Mid Staffs whistleblower Amanda Pollard will be recognised today (June 20) at an international whistleblowing conference, receiving an award for her part in exposing negligent inspection methods within the Care Quality Commission.
The former Care Quality Commission inspector will pick up the ‘Middlesex University Whistleblowing Award’, at the International Whistleblowing Research Network Conference today (20 June) at Middlesex University’s Hendon campus in north London. It is awarded in recognition of an outstanding achievement in making a disclosure of information in the public interest.
Pollard was one of the key figures in exposing the severe wrongdoings within the Care Quality Commission (CQC) – the national healthcare inspector – and the NHS, particularly in relation to the poor level of patient care at Mid Staffordshire Hospital. She later gave evidence to the Francis Inquiry into the serious problems at Mid Staffordshire between January 2005 and March 2009.
She tried to alert CQC management to her concerns and warned that the organisation would not be able to spot another scandal in patient care such as in Mid Staffordshire.
Pollard specialised in infection control and it had been the spread of infection that claimed many of the needless deaths in Mid Staffordshire. Pollard told the Francis Inquiry that changes to the way inspections were carried out meant that she and her colleagues found themselves inspecting sectors in which they had no expertise or knowledge. Inspectors with no healthcare backgrounds were told to inspect hospitals, and no adequate training was given.
Tomorrow Amanda Pollard will tell delegates at the conference: “It was important for me personally to let the Mid Staffs Public Inquiry know about how NHS regulation had changed for the worse. When I was working for the Healthcare Commission the infection control inspections were thorough and cleanliness of hospitals improved as a result. The methodology was sound and the assessment of inspection decisions was robust. When the CQC introduced their new methodology for inspections, inspectors were quite worried. Our concerns were founded, but no-one wanted to listen.

*Exercise requirements:*
Please answer these questions using the article on Amanda Pollard above.
1. What is the name of the award Pollard will receive at the conference?
2. What field did Pollard specialize in?
3. What period at Mid Staffordshire did the Francis Inquiry look into?

Referring expression pointing data:

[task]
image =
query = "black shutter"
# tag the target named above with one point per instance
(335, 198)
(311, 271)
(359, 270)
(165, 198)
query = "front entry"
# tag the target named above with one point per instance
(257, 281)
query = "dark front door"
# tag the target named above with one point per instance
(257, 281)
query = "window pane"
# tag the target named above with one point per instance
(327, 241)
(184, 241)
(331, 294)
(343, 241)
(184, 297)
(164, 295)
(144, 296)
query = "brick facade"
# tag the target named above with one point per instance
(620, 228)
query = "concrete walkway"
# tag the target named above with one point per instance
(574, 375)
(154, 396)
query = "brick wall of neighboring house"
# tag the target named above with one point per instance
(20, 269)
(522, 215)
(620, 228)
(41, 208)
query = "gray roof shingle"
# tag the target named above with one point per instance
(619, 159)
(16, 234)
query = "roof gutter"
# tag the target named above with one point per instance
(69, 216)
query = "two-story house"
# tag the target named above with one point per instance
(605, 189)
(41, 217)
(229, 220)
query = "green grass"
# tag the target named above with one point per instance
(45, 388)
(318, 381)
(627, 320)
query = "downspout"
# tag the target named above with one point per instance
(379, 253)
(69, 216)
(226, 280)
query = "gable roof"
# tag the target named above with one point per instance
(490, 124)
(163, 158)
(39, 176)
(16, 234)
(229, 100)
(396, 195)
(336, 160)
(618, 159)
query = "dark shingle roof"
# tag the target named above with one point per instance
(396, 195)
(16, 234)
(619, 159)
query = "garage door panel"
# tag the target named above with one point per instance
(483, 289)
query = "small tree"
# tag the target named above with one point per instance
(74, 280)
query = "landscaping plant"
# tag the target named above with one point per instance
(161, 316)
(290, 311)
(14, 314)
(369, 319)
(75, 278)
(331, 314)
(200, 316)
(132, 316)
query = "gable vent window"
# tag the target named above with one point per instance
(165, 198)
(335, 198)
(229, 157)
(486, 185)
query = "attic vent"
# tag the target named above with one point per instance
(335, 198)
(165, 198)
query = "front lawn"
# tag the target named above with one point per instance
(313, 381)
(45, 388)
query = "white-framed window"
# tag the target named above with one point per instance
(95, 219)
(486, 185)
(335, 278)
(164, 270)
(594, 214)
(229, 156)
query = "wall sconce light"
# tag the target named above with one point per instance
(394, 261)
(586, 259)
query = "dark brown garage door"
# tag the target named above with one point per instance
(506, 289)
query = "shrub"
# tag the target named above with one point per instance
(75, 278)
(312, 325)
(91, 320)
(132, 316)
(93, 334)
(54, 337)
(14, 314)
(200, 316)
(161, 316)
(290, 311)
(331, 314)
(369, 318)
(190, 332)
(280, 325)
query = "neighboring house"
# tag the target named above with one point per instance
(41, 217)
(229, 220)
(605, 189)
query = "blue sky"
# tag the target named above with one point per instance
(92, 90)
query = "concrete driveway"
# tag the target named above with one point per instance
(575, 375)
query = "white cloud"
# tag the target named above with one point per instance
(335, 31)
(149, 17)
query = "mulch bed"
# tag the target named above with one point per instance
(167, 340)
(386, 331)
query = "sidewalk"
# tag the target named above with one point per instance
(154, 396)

*Exercise output:*
1. The Middlesex University Whistleblowing Award.
2. Infection control.
3. January 2005 to March 2009.